━━━ Data for review ━━━

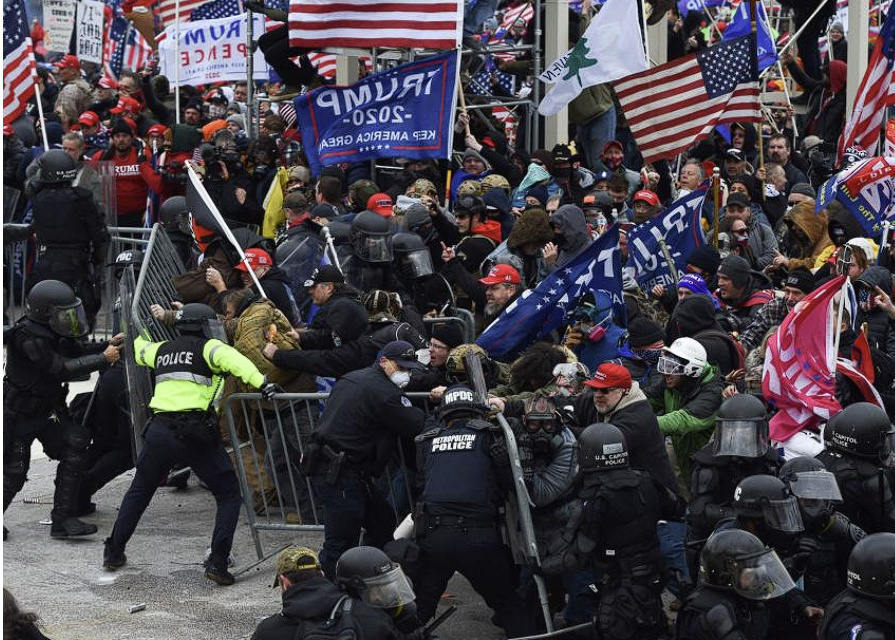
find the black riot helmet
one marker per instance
(57, 167)
(370, 237)
(863, 430)
(412, 256)
(815, 488)
(871, 566)
(766, 498)
(601, 446)
(741, 428)
(459, 401)
(54, 304)
(369, 574)
(737, 560)
(199, 319)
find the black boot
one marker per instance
(113, 559)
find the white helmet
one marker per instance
(685, 357)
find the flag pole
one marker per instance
(177, 61)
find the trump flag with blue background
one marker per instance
(546, 308)
(404, 112)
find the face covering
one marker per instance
(400, 379)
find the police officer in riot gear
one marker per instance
(866, 609)
(365, 414)
(860, 452)
(616, 535)
(465, 469)
(739, 448)
(737, 575)
(822, 549)
(71, 234)
(370, 264)
(43, 354)
(189, 377)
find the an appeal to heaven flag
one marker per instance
(610, 49)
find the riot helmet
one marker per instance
(411, 255)
(766, 498)
(741, 428)
(737, 560)
(862, 430)
(199, 319)
(367, 573)
(815, 488)
(459, 401)
(370, 237)
(602, 447)
(54, 303)
(871, 566)
(57, 167)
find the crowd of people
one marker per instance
(642, 435)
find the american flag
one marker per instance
(364, 24)
(673, 106)
(217, 9)
(876, 93)
(480, 83)
(18, 61)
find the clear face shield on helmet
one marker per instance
(762, 576)
(70, 321)
(741, 438)
(387, 591)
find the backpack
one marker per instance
(340, 625)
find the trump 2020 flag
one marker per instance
(679, 226)
(799, 367)
(539, 311)
(403, 112)
(610, 49)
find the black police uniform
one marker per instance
(351, 446)
(72, 239)
(867, 492)
(39, 365)
(457, 522)
(709, 613)
(852, 616)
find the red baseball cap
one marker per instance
(647, 196)
(256, 258)
(126, 104)
(501, 274)
(68, 61)
(610, 375)
(382, 204)
(88, 119)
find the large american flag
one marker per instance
(217, 9)
(673, 106)
(876, 93)
(364, 24)
(18, 61)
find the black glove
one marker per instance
(269, 389)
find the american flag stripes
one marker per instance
(876, 93)
(673, 106)
(364, 24)
(18, 61)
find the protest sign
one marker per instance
(59, 21)
(211, 51)
(403, 112)
(90, 31)
(679, 226)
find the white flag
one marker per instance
(611, 48)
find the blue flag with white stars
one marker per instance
(403, 112)
(547, 307)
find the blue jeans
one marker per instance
(211, 464)
(594, 134)
(672, 536)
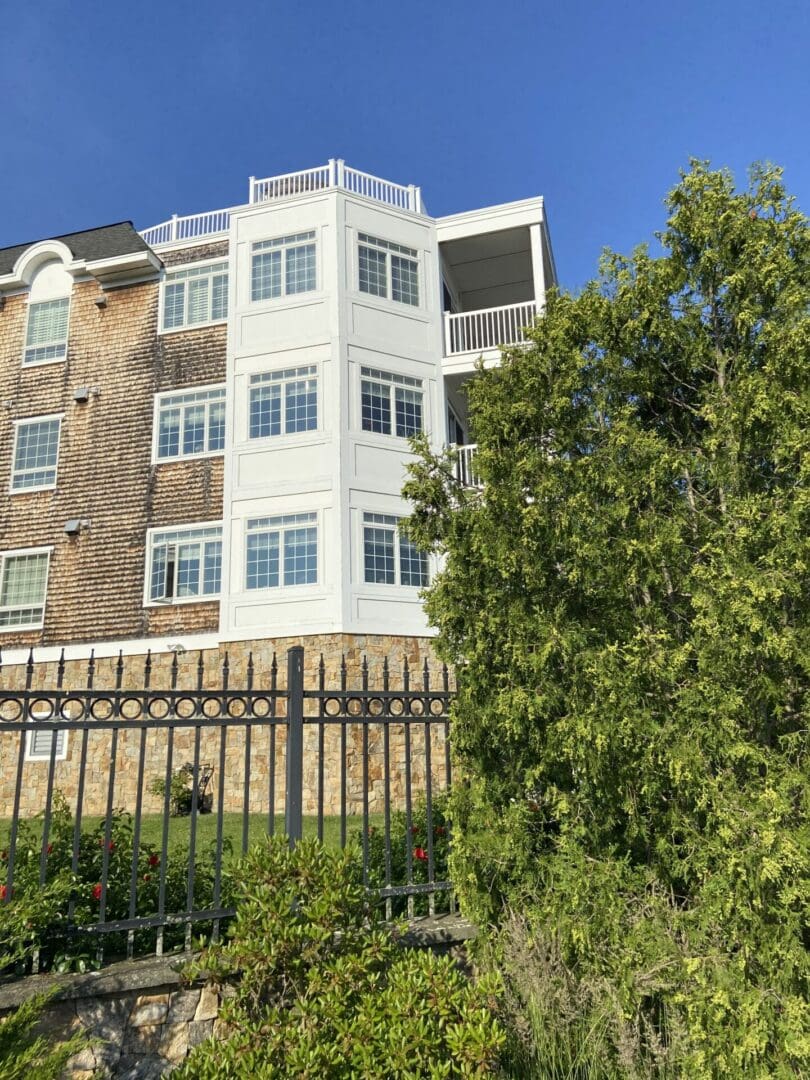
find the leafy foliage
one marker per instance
(46, 883)
(321, 988)
(408, 859)
(626, 605)
(25, 1053)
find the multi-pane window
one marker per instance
(283, 402)
(46, 332)
(190, 422)
(36, 449)
(389, 557)
(281, 551)
(23, 582)
(390, 404)
(196, 295)
(44, 744)
(185, 564)
(388, 269)
(283, 267)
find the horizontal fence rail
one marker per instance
(334, 174)
(487, 328)
(139, 796)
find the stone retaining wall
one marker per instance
(144, 1020)
(333, 648)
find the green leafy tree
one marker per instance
(626, 602)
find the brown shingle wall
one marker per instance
(105, 472)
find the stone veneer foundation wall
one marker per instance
(267, 743)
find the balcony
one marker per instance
(487, 329)
(464, 467)
(334, 175)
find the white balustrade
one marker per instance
(466, 466)
(487, 328)
(334, 174)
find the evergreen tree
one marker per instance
(626, 604)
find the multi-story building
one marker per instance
(205, 424)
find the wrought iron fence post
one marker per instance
(294, 818)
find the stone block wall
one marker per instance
(323, 745)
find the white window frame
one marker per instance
(13, 489)
(282, 524)
(59, 737)
(389, 523)
(189, 529)
(393, 380)
(284, 377)
(17, 553)
(283, 244)
(56, 342)
(173, 275)
(179, 399)
(390, 250)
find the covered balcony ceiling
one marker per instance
(490, 269)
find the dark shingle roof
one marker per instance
(102, 243)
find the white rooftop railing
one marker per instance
(487, 328)
(334, 174)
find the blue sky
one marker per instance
(138, 110)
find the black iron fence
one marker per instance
(121, 808)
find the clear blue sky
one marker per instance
(138, 110)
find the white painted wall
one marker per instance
(337, 471)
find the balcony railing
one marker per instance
(466, 466)
(334, 174)
(487, 328)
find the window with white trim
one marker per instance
(281, 551)
(23, 584)
(283, 267)
(283, 402)
(389, 556)
(185, 564)
(189, 423)
(388, 269)
(36, 450)
(45, 336)
(193, 296)
(390, 404)
(41, 745)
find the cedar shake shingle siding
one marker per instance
(105, 472)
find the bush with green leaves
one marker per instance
(388, 864)
(626, 604)
(320, 988)
(36, 915)
(25, 1051)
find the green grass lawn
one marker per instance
(179, 829)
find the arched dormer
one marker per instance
(50, 285)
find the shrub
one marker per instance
(36, 916)
(412, 840)
(322, 989)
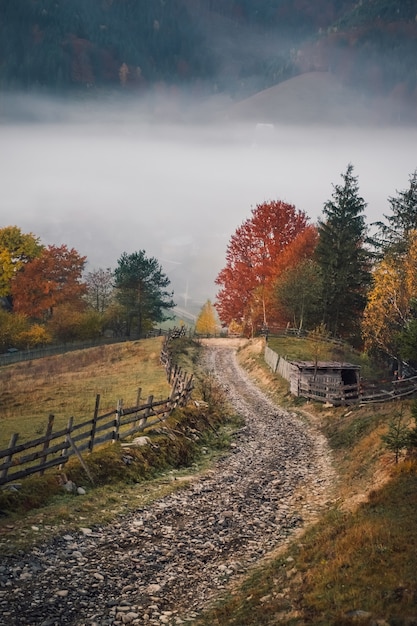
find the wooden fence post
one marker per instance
(119, 412)
(137, 404)
(46, 444)
(64, 453)
(94, 426)
(9, 457)
(148, 411)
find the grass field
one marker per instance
(66, 386)
(356, 565)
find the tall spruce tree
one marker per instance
(141, 289)
(343, 258)
(393, 234)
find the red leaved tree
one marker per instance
(51, 279)
(257, 252)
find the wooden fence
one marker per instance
(54, 448)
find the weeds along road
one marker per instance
(162, 564)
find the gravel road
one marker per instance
(164, 563)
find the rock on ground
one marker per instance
(164, 563)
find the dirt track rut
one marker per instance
(164, 563)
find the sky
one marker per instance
(108, 180)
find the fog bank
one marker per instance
(111, 182)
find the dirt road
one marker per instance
(164, 563)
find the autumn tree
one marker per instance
(141, 289)
(298, 291)
(390, 301)
(70, 323)
(12, 326)
(343, 258)
(99, 284)
(206, 323)
(252, 263)
(16, 249)
(49, 280)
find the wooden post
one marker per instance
(9, 457)
(148, 411)
(47, 440)
(119, 412)
(137, 404)
(64, 453)
(94, 426)
(80, 458)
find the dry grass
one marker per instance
(362, 554)
(67, 385)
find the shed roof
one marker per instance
(325, 365)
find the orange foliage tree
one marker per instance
(275, 237)
(51, 279)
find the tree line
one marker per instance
(47, 297)
(282, 270)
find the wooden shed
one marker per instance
(327, 381)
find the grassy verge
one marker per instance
(357, 564)
(67, 385)
(124, 477)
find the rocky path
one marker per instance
(164, 563)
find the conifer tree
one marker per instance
(392, 236)
(343, 258)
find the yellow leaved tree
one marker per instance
(388, 309)
(207, 323)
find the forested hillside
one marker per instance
(211, 46)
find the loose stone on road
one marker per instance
(164, 563)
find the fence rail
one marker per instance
(55, 448)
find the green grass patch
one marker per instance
(67, 385)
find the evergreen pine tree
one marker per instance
(392, 236)
(343, 258)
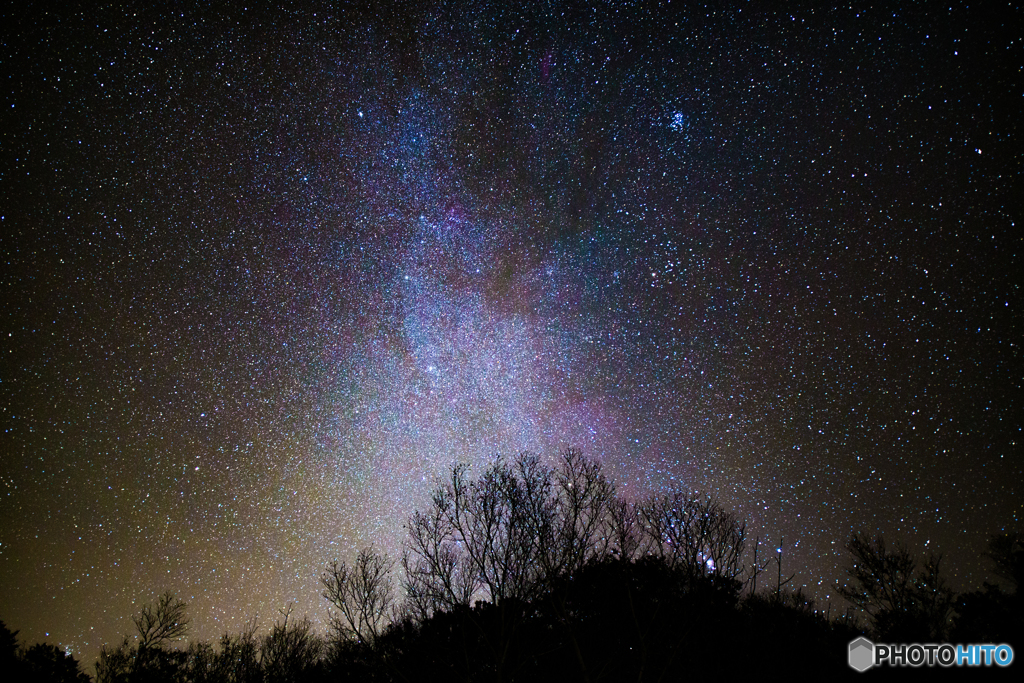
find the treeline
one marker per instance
(530, 572)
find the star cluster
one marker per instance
(269, 273)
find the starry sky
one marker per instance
(268, 273)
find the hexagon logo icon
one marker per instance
(861, 654)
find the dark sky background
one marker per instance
(267, 274)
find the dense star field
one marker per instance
(267, 274)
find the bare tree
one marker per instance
(291, 651)
(160, 625)
(696, 536)
(363, 595)
(437, 572)
(899, 602)
(583, 516)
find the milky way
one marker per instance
(268, 274)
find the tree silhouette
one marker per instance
(292, 651)
(48, 664)
(363, 594)
(901, 603)
(163, 623)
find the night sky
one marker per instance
(267, 274)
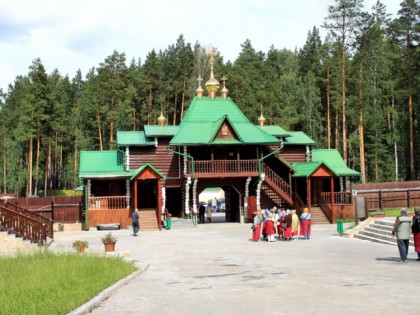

━━━

What to produce
Please give the number of lines in the entries above that hold "dark", with no other text.

Exercise solution
2